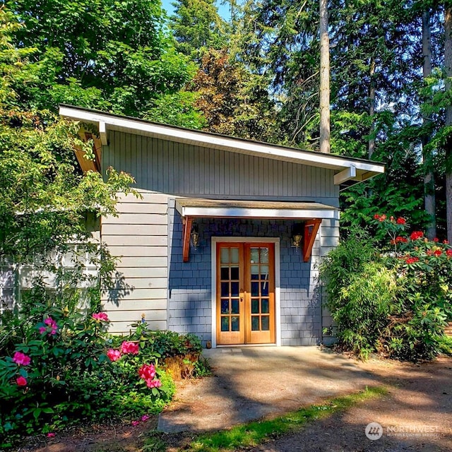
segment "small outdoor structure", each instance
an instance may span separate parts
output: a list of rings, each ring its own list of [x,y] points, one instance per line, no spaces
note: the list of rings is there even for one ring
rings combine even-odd
[[[381,164],[193,131],[71,106],[96,159],[133,176],[102,219],[119,256],[118,285],[103,299],[112,331],[150,328],[198,335],[206,345],[317,344],[318,264],[339,237],[339,190]],[[83,131],[95,130],[89,135]]]

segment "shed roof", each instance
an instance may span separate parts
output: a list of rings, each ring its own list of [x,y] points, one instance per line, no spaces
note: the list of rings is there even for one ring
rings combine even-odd
[[[335,172],[336,185],[364,181],[384,172],[384,165],[378,162],[237,138],[71,105],[60,105],[59,114],[73,121],[96,126],[104,145],[108,143],[109,131],[117,131],[210,149],[329,168]]]
[[[313,202],[178,198],[176,208],[182,217],[339,219],[339,209]]]

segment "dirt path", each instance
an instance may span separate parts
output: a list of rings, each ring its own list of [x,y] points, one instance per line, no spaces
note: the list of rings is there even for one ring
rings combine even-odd
[[[372,362],[366,367],[371,367]],[[379,367],[377,373],[379,371]],[[395,385],[387,396],[316,422],[301,432],[249,449],[253,452],[399,452],[452,451],[452,359],[394,365],[381,375]],[[376,422],[379,439],[365,427]]]
[[[313,356],[315,357],[315,355]],[[337,355],[331,360],[335,362],[338,370],[341,367],[345,370],[344,374],[346,376],[351,378],[355,376],[355,380],[350,380],[347,385],[340,386],[344,389],[343,393],[357,391],[362,388],[362,384],[366,382],[387,385],[390,387],[390,392],[383,397],[353,407],[345,412],[311,424],[296,434],[286,435],[273,440],[259,447],[249,449],[250,451],[452,451],[451,358],[440,357],[434,362],[420,365],[379,360],[360,363]],[[229,364],[231,364],[230,361]],[[340,395],[340,391],[338,393],[337,391],[333,391],[335,381],[337,381],[337,384],[339,384],[339,374],[332,371],[323,361],[318,364],[319,367],[317,371],[310,369],[309,379],[307,377],[307,379],[303,380],[303,376],[300,376],[302,383],[312,389],[317,381],[315,378],[316,373],[321,371],[325,379],[328,377],[324,379],[323,382],[327,382],[328,379],[328,384],[325,383],[323,387],[319,388],[319,391],[314,398],[316,400],[307,399],[307,401],[305,400],[304,403],[300,400],[299,394],[296,397],[292,394],[287,398],[285,395],[282,395],[280,398],[287,401],[287,409],[292,410],[295,406],[309,405],[313,401],[318,403],[330,396],[332,391],[334,393],[333,395]],[[256,367],[256,362],[251,362],[250,365],[262,376],[263,374],[258,367]],[[299,371],[302,367],[299,363],[299,368],[297,369],[295,363],[291,367],[295,366],[296,371]],[[232,378],[233,370],[232,368],[230,376],[232,379],[232,384],[234,385],[236,382]],[[208,398],[213,397],[213,395],[206,391],[206,388],[210,386],[218,388],[218,385],[215,386],[215,383],[218,383],[218,376],[214,376],[182,383],[179,388],[178,400],[172,409],[179,407],[187,410],[189,417],[197,412],[210,413],[213,409],[216,410],[219,414],[215,416],[209,424],[205,425],[204,429],[200,429],[209,430],[210,425],[216,426],[219,420],[223,419],[220,415],[222,412],[218,407],[213,408],[206,403]],[[270,400],[280,392],[282,386],[290,386],[293,381],[283,381],[280,383],[282,386],[279,386],[280,383],[271,391],[268,390]],[[257,394],[259,394],[257,390],[260,385],[255,383],[254,387]],[[239,387],[236,392],[240,393]],[[200,393],[203,393],[207,398],[204,399],[203,403],[198,403],[202,400]],[[224,392],[222,392],[221,396],[225,397]],[[191,397],[193,398],[190,398]],[[252,394],[248,394],[247,398],[254,400],[254,403],[258,398]],[[187,403],[196,405],[190,407],[189,404],[187,405]],[[226,400],[225,403],[227,403],[237,408],[237,414],[234,415],[242,415],[239,411],[242,405],[237,405],[237,400]],[[268,405],[268,404],[264,404],[264,406]],[[261,409],[256,405],[253,406]],[[284,405],[278,407],[279,412],[283,410]],[[246,412],[245,415],[247,415]],[[264,412],[263,415],[272,415]],[[382,426],[383,436],[378,440],[371,441],[366,436],[364,429],[369,423],[374,422],[379,422]],[[20,452],[138,452],[143,450],[144,441],[156,427],[157,419],[153,418],[137,427],[107,425],[86,430],[76,429],[64,434],[57,434],[52,440],[44,439],[43,442],[43,439],[41,439],[40,444],[35,441],[34,443],[29,442],[28,446],[24,446],[18,450]],[[168,444],[167,451],[176,452],[180,451],[184,444],[189,442],[191,435],[191,432],[169,434],[165,435],[162,439]],[[147,452],[153,450],[165,449],[161,447],[155,449],[148,448]]]

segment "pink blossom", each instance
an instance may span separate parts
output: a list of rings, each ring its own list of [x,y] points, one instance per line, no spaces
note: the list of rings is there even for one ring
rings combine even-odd
[[[417,257],[408,257],[405,259],[405,261],[408,264],[415,263],[415,262],[419,262],[419,258]]]
[[[13,357],[13,361],[16,364],[19,364],[19,366],[28,366],[31,361],[31,358],[20,352],[16,352]]]
[[[117,361],[121,357],[121,352],[115,350],[114,348],[110,348],[107,352],[107,356],[112,362]]]
[[[148,388],[160,388],[162,382],[160,380],[146,380],[146,386]]]
[[[18,376],[17,379],[16,379],[16,383],[17,383],[18,386],[27,386],[27,380],[26,379],[23,378],[23,376]]]
[[[93,314],[93,319],[97,321],[103,321],[105,322],[108,321],[108,316],[105,312],[98,312],[97,314]]]
[[[138,376],[143,380],[152,380],[155,376],[154,364],[143,364],[138,369]]]
[[[121,351],[124,354],[131,353],[131,355],[138,355],[138,345],[134,342],[124,340],[122,344],[121,344]]]
[[[415,231],[414,232],[411,233],[411,235],[410,237],[411,237],[412,240],[417,240],[418,239],[424,237],[424,232],[422,232],[422,231]]]

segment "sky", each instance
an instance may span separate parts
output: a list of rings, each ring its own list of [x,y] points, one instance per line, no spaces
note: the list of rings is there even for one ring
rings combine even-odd
[[[172,16],[174,11],[174,6],[171,4],[174,1],[174,0],[162,0],[163,8],[166,10],[168,16]],[[220,16],[221,16],[221,17],[222,17],[224,19],[229,20],[230,16],[229,5],[225,4],[221,4],[220,0],[217,0],[216,4],[217,7],[218,8],[218,13],[220,14]]]

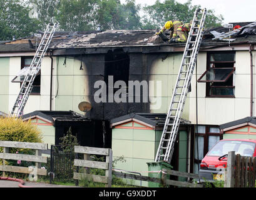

* [What the exercise asks]
Can you return every row above line for line, unchanged, with the pictures left out?

* [Solution]
segment "small outdoor structure", each instance
an instance may span separate parts
output: a list of rings, each ring its own list of [x,y] points, one instance per line, no spaces
note: the list of rings is there even for one ring
rings combine even-odd
[[[381,164],[193,131],[71,106],[96,159],[133,176],[102,219],[119,256],[118,285],[103,299],[112,331],[150,328],[198,335],[206,345],[317,344],[318,264],[339,237],[339,190]],[[83,131],[95,130],[89,135]]]

segment "shed roof", each instance
an instance may span separate parts
output: a list of rings, each ring its own list of [x,y] points, one instance per line, no spaces
note: the list of rings is there even for one ring
rings combine even-odd
[[[335,172],[336,185],[364,181],[384,172],[384,165],[378,162],[237,138],[71,105],[60,105],[59,114],[73,121],[96,126],[104,145],[108,143],[109,131],[117,131],[210,149],[329,168]]]
[[[313,202],[178,198],[176,208],[182,217],[339,219],[339,209]]]

segment "dirt path", each instance
an instance may span separate parts
output: a list of rings, each ring its own list of [x,y] points, one instance per line, no spaces
note: the list of rings is there even for one ring
rings combine even-odd
[[[372,362],[366,367],[371,367]],[[379,367],[377,373],[379,371]],[[395,385],[387,396],[316,422],[301,432],[249,449],[253,452],[399,452],[452,451],[452,359],[394,365],[381,375]],[[376,422],[379,439],[365,427]]]
[[[313,356],[315,357],[315,355]],[[337,355],[331,360],[335,362],[338,370],[341,367],[345,370],[344,374],[346,376],[351,378],[355,376],[355,380],[350,380],[347,385],[340,386],[344,389],[343,393],[357,391],[362,388],[362,384],[366,382],[387,385],[390,387],[390,392],[383,397],[353,407],[345,412],[311,424],[296,434],[286,435],[273,440],[259,447],[249,449],[250,451],[452,451],[451,358],[440,357],[434,362],[420,365],[379,360],[360,363]],[[229,364],[231,364],[230,361]],[[340,395],[340,391],[338,393],[337,391],[333,391],[335,381],[337,381],[337,384],[339,384],[339,374],[332,371],[323,361],[318,364],[319,367],[317,371],[310,369],[309,379],[307,377],[307,379],[303,380],[303,376],[300,376],[302,383],[312,389],[317,381],[315,378],[316,373],[321,371],[325,379],[328,377],[324,379],[323,382],[327,382],[328,379],[328,384],[325,383],[323,387],[319,388],[319,391],[314,398],[316,400],[307,399],[307,401],[305,400],[304,403],[300,400],[299,394],[296,397],[292,394],[287,398],[285,395],[282,395],[280,398],[287,401],[287,409],[292,410],[295,406],[309,405],[313,401],[318,403],[330,396],[332,391],[334,393],[333,395]],[[256,367],[256,362],[251,362],[250,365],[262,376],[263,374],[258,367]],[[299,371],[302,367],[299,363],[299,368],[297,369],[295,363],[291,367],[295,366],[296,371]],[[232,378],[233,370],[232,368],[230,376],[232,379],[232,384],[234,385],[236,382]],[[208,398],[213,397],[213,395],[206,391],[206,388],[210,386],[218,388],[218,385],[215,386],[215,383],[218,383],[218,376],[214,376],[182,383],[179,388],[178,400],[172,409],[179,407],[187,410],[189,417],[197,412],[210,413],[213,409],[216,410],[219,414],[215,416],[209,424],[205,425],[204,429],[200,429],[209,430],[210,425],[216,426],[219,420],[223,419],[220,415],[222,412],[218,407],[213,408],[206,403]],[[270,400],[280,392],[282,386],[290,386],[293,381],[283,381],[280,383],[282,386],[279,386],[280,383],[271,391],[268,390]],[[257,394],[259,394],[257,390],[260,385],[255,383],[254,387]],[[239,387],[236,392],[240,393]],[[200,393],[203,393],[207,398],[204,399],[203,403],[198,403],[202,400]],[[224,392],[222,392],[221,396],[225,397]],[[191,397],[193,398],[190,398]],[[252,394],[248,394],[247,398],[254,400],[254,403],[258,398]],[[187,403],[196,405],[190,407],[189,404],[187,405]],[[226,400],[225,403],[227,403],[237,408],[237,414],[234,415],[242,415],[239,411],[242,405],[237,405],[237,400]],[[268,405],[268,404],[264,404],[264,406]],[[261,409],[256,405],[253,406]],[[284,405],[278,407],[279,412],[283,410]],[[246,412],[245,415],[247,415]],[[264,412],[263,415],[272,415]],[[382,426],[383,436],[378,440],[371,441],[366,436],[364,429],[369,423],[374,422],[379,422]],[[20,452],[138,452],[143,450],[144,441],[156,427],[157,419],[153,418],[137,427],[107,425],[86,430],[76,429],[64,434],[57,434],[52,440],[44,439],[43,442],[43,439],[41,439],[40,444],[35,441],[34,443],[29,442],[28,446],[24,446],[18,450]],[[168,444],[167,451],[176,452],[180,451],[184,444],[189,442],[191,435],[191,432],[169,434],[165,435],[162,439]],[[147,452],[153,450],[165,449],[161,447],[155,449],[148,448]]]

segment "pink blossom", each instance
an instance may span separate parts
output: a list of rings, each ring its own list of [x,y] points, one instance per line, no spaces
note: the list of rings is there even for one ring
rings combine even-odd
[[[417,257],[408,257],[405,259],[405,261],[408,264],[415,263],[415,262],[419,262],[419,258]]]
[[[13,357],[13,361],[16,364],[19,364],[19,366],[28,366],[31,361],[31,358],[20,352],[16,352]]]
[[[117,361],[121,357],[121,352],[115,350],[114,348],[110,348],[107,352],[107,356],[112,362]]]
[[[148,388],[160,388],[162,382],[160,380],[146,380],[146,386]]]
[[[18,376],[17,379],[16,379],[16,383],[17,383],[18,386],[27,386],[27,380],[26,379],[23,378],[23,376]]]
[[[93,314],[93,319],[97,321],[103,321],[105,322],[108,321],[108,316],[105,312],[98,312],[97,314]]]
[[[138,376],[143,380],[152,380],[155,376],[154,364],[143,364],[138,369]]]
[[[121,351],[124,354],[131,353],[131,355],[138,355],[138,345],[134,342],[124,340],[122,344],[121,344]]]
[[[415,231],[414,232],[411,233],[411,235],[410,237],[411,237],[412,240],[417,240],[418,239],[424,237],[424,232],[422,232],[422,231]]]

segment "sky", each instance
an instance may span separate parts
output: a list of rings, each ring its own list of [x,y] points, one instance per line, no spaces
note: the list of rings is there even for one ring
rings combine even-odd
[[[172,16],[174,11],[174,6],[171,4],[174,1],[174,0],[162,0],[163,8],[166,10],[168,16]],[[220,16],[221,16],[221,17],[222,17],[224,19],[229,20],[230,16],[229,5],[225,4],[221,4],[220,0],[217,0],[216,4],[217,7],[218,8],[218,13],[220,14]]]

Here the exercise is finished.